BEGIN Source data

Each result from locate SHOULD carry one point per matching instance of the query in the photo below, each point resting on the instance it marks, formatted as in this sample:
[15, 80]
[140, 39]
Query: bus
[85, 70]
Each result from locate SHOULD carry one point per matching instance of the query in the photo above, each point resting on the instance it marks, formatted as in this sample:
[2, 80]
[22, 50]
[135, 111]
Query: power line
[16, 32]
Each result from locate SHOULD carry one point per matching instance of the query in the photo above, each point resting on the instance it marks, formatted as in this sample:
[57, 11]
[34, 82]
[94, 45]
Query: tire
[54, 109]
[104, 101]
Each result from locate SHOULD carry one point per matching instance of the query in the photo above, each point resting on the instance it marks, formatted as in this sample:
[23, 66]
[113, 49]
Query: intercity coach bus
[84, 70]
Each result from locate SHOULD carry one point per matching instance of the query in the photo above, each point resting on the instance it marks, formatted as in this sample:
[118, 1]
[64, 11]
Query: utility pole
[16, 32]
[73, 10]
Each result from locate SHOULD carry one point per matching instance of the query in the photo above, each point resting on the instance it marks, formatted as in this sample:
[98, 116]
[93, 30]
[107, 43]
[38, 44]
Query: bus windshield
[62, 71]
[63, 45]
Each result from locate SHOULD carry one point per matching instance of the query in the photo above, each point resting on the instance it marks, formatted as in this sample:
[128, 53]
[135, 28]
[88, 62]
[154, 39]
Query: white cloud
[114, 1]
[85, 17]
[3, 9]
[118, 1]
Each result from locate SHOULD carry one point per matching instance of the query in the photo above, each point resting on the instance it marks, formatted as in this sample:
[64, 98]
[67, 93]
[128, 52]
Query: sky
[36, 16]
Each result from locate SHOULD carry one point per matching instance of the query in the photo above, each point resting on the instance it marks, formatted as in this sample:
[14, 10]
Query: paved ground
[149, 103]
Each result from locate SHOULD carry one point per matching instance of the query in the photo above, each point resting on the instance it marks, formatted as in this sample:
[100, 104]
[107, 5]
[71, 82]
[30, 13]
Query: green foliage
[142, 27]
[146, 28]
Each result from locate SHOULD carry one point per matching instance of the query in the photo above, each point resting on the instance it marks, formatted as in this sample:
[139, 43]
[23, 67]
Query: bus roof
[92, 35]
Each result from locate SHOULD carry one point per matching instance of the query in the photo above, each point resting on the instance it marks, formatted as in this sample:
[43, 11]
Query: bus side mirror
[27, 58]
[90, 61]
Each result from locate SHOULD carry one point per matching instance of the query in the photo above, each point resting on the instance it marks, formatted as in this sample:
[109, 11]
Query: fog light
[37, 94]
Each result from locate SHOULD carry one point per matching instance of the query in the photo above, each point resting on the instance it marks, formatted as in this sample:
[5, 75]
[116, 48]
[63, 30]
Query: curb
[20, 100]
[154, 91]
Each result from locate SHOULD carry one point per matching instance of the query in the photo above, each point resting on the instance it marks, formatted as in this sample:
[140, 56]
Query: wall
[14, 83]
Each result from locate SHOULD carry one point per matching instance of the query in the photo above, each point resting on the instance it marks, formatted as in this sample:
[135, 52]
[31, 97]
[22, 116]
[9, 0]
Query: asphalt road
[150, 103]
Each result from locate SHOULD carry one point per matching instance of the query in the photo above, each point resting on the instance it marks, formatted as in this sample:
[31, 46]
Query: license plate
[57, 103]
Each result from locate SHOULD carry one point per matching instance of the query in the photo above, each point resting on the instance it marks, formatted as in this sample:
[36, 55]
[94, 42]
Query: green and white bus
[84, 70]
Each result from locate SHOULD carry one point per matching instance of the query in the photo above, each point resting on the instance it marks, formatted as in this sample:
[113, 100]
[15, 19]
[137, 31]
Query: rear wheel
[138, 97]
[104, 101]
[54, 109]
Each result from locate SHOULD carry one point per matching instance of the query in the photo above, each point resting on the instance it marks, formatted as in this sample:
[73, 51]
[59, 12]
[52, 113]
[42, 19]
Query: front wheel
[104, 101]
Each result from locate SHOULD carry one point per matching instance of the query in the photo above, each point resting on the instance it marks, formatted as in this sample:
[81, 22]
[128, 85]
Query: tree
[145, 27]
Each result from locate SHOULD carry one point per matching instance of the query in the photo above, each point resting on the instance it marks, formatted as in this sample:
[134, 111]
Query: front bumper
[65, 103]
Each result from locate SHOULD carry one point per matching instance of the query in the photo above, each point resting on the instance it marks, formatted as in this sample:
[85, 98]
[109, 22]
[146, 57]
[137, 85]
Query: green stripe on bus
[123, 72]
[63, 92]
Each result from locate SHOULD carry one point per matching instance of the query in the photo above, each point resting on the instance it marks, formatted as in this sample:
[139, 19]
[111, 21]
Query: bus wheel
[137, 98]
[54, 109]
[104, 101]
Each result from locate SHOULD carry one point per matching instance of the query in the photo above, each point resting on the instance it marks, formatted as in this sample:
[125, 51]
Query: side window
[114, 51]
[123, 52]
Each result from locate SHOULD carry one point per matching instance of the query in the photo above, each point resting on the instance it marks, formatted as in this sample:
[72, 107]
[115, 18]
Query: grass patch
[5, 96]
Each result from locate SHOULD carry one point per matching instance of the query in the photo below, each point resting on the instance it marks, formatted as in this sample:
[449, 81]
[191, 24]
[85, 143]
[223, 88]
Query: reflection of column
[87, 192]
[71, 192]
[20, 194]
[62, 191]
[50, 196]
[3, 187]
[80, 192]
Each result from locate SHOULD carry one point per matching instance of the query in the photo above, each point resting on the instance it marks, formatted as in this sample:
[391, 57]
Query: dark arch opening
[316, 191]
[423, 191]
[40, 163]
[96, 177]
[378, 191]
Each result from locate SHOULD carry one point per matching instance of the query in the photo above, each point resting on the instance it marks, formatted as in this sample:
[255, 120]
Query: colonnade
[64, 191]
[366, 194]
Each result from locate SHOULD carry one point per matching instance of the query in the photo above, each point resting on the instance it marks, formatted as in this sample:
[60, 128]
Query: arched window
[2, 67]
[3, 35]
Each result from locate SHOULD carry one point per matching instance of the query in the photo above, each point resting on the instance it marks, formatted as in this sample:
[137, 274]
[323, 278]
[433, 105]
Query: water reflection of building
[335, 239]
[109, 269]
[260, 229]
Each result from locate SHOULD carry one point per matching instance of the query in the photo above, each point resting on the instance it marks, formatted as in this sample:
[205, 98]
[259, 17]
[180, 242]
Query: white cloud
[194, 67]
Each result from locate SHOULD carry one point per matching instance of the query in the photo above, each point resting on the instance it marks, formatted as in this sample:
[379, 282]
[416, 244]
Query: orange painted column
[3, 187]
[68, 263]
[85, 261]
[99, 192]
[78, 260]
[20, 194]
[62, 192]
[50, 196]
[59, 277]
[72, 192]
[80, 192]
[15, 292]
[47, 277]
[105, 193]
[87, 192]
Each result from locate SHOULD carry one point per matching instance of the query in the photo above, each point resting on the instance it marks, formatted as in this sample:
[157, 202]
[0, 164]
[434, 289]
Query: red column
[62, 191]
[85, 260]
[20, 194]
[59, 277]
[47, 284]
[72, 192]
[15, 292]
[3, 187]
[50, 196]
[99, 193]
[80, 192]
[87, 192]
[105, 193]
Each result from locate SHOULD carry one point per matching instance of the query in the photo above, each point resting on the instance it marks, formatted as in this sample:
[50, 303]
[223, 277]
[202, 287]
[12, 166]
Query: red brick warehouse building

END Source data

Exercise prompt: Please repeat all the records above exactly as they appear.

Result for this exercise:
Each result from locate SHOULD carry one point per matching instance of the query in the photo below, each point resting on the instance it marks, formatted as in this sample:
[15, 80]
[140, 39]
Query: bus
[85, 70]
Each result from locate SHOULD carry one point per matching instance of the query in the photo above, each point resting on the instance it marks, formatted as in this sample:
[2, 80]
[22, 50]
[135, 111]
Query: power line
[16, 32]
Each result from locate SHOULD carry one point per matching instance of the query in the photo above, each point resting on the instance it marks, formatted as in this sample:
[57, 11]
[34, 82]
[94, 45]
Query: tire
[54, 109]
[104, 101]
Each result from locate SHOULD carry one point per matching instance of the query in the photo above, each point resting on the instance it marks, formatted as in this sample:
[23, 66]
[113, 49]
Query: intercity coach bus
[84, 70]
Each result from locate SHOULD carry one point per matching instance of the query in the photo above, each point resting on the instance it marks, formatted as in this sample:
[118, 1]
[64, 11]
Query: utility pole
[16, 32]
[73, 10]
Each result from locate SHOULD carry one point per matching instance of the query in the photo above, each point resting on the instance it marks, formatted as in this sample:
[98, 116]
[93, 30]
[107, 43]
[38, 44]
Query: bus windshield
[62, 71]
[63, 45]
Each result from locate SHOULD carry one point per matching instance of the query in the photo above, each point resting on the instance it marks, formatted as in this sample:
[128, 53]
[135, 28]
[88, 62]
[154, 39]
Query: white cloud
[114, 1]
[85, 17]
[3, 9]
[118, 1]
Each result from locate SHOULD carry one point per matching instance of the query in the photo above, each point resting on the instance it marks, formatted as in this sample:
[64, 98]
[67, 93]
[128, 52]
Query: sky
[36, 16]
Each result from locate SHOULD carry one point per matching instance of the query in the photo above, each point resting on the instance it marks, formatted as in this sample:
[14, 10]
Query: paved ground
[149, 103]
Each result from locate SHOULD carry one point per matching instance of the query in the photo above, each point resting on the instance it marks, formatted as in this sample:
[100, 104]
[107, 5]
[71, 82]
[30, 13]
Query: green foliage
[142, 27]
[146, 28]
Each result from locate SHOULD carry one point per matching instance of the query in the photo above, each point resting on the instance it marks, formatted as in this sample:
[139, 43]
[23, 67]
Query: bus roof
[92, 35]
Each result from locate SHOULD carry one point per matching instance of the query in the photo above, each point resting on the instance it marks, formatted as in this sample:
[43, 11]
Query: bus side mirror
[27, 58]
[90, 61]
Each result from locate SHOULD carry one point per matching instance of the query in the photo above, each point resting on the instance it marks, formatted as in this sample:
[109, 11]
Query: fog light
[37, 94]
Each result from locate SHOULD carry one point per matching instance of the query in the photo above, each point resting on the instance it marks, formatted as in this sample:
[5, 75]
[116, 48]
[63, 30]
Query: curb
[20, 100]
[154, 91]
Each result from locate SHOULD carry one point per matching instance of the query in the photo above, each point resting on the instance it marks, formatted as in this sample:
[140, 56]
Query: wall
[14, 83]
Each result from locate SHOULD carry one point per matching instance of the query in the photo above, each point resting on the instance it marks, formatted as in this sample:
[135, 52]
[31, 97]
[22, 116]
[9, 0]
Query: asphalt road
[150, 103]
Each result from locate SHOULD carry one point per matching instance of the query in the photo above, each point resting on the instance it marks, formatted as in this sample:
[31, 46]
Query: license plate
[57, 103]
Each result from locate SHOULD carry one point per matching instance of the query in the photo above, each point resting on the instance it marks, formatted as in this sample:
[36, 55]
[94, 42]
Query: green and white bus
[84, 70]
Each result from locate SHOULD carry one point per matching instance of the query in the photo above, each point resting on the instance it marks, formatted as in this sample:
[113, 100]
[15, 19]
[137, 31]
Query: rear wheel
[138, 97]
[104, 101]
[54, 109]
Each result from locate SHOULD carry one point per matching instance of the query in the photo above, each point resting on the instance it marks, formatted as in this sample:
[73, 51]
[59, 12]
[52, 113]
[42, 19]
Query: front wheel
[104, 101]
Each result from locate SHOULD carry one point per matching instance of the query in the photo above, each point resting on the instance it marks, formatted as in this sample:
[81, 22]
[128, 85]
Query: tree
[145, 27]
Each result from locate SHOULD carry one point per matching instance of the query in the photo above, each point resting on the instance it marks, formatted as in this sample:
[134, 111]
Query: front bumper
[65, 103]
Each result from locate SHOULD carry one point per matching instance of the query in the photo above, each point resting on the instance it marks, formatted as in this sample:
[85, 98]
[109, 22]
[146, 57]
[137, 85]
Query: green stripe on bus
[123, 72]
[63, 92]
Each result from locate SHOULD carry one point per matching instance of the query in the photo above, each point resting on the instance it marks, formatted as in this sample:
[139, 19]
[111, 21]
Query: bus wheel
[137, 98]
[54, 109]
[104, 101]
Each result from locate SHOULD carry one point per matching instance of the query in the photo above, each point resting on the instance it marks, formatted as in this sample:
[125, 51]
Query: side window
[114, 51]
[123, 52]
Each result from locate SHOULD carry one point per matching instance of the query in the photo above, each point resting on the instance it marks, formatted as in this sample:
[72, 107]
[115, 18]
Query: grass patch
[5, 96]
Each result from locate SHOULD carry one point per matching instance of the query in the photo below, each point resting on the instance it marks, formatted as in this sample:
[449, 81]
[191, 24]
[85, 143]
[223, 88]
Query: reflection of column
[87, 192]
[71, 192]
[20, 194]
[62, 191]
[50, 196]
[3, 187]
[80, 192]
Each result from locate SHOULD carry one point per matching instance of the query in the photo above, each point resting on the instance it marks, formatted as in this sample:
[391, 57]
Query: dark arch opening
[316, 191]
[423, 191]
[40, 163]
[96, 177]
[378, 191]
Each result from locate SHOULD carry one point per matching instance of the query in the photo above, each point resting on the instance it marks, formatted as in this sample:
[255, 120]
Query: colonnade
[64, 191]
[366, 194]
Each result from locate SHOULD carry one point per matching instance of the query in the photo above, each point resting on the instance it marks, formatted as in this sample:
[60, 128]
Query: arched window
[2, 67]
[3, 35]
Each result from locate SHOULD carry one point per matching instance of the query in the photo above, each point resting on the instance it marks, formatted as in this sample:
[137, 274]
[323, 278]
[433, 105]
Query: water reflection of building
[335, 239]
[109, 269]
[260, 229]
Each result from locate SHOULD carry one point per matching instance of the query in the photo above, each point resting on the instance it marks, formatted as in this sample:
[205, 98]
[259, 17]
[180, 242]
Query: white cloud
[194, 67]
Each result from locate SHOULD carry one point per matching instance of the query in the photo above, each point resting on the instance it marks, formatted as in this sample:
[379, 282]
[416, 244]
Query: orange painted column
[3, 187]
[68, 263]
[85, 261]
[99, 192]
[78, 260]
[20, 194]
[62, 192]
[50, 196]
[59, 277]
[72, 192]
[80, 192]
[15, 292]
[47, 277]
[105, 193]
[87, 192]
Each result from locate SHOULD carry one point per matching instance of the query in the photo above, each point resting on the instance it marks, formatted as in this sample:
[157, 202]
[0, 164]
[434, 289]
Query: red column
[62, 191]
[85, 260]
[20, 194]
[59, 277]
[47, 284]
[72, 192]
[15, 292]
[3, 187]
[50, 196]
[99, 193]
[80, 192]
[87, 192]
[105, 193]
Each result from locate SHOULD carry one point per matching instance of the query in the photo above, each point resting on the instance it marks, formatted as in this sample:
[50, 303]
[223, 277]
[202, 287]
[12, 166]
Query: red brick warehouse building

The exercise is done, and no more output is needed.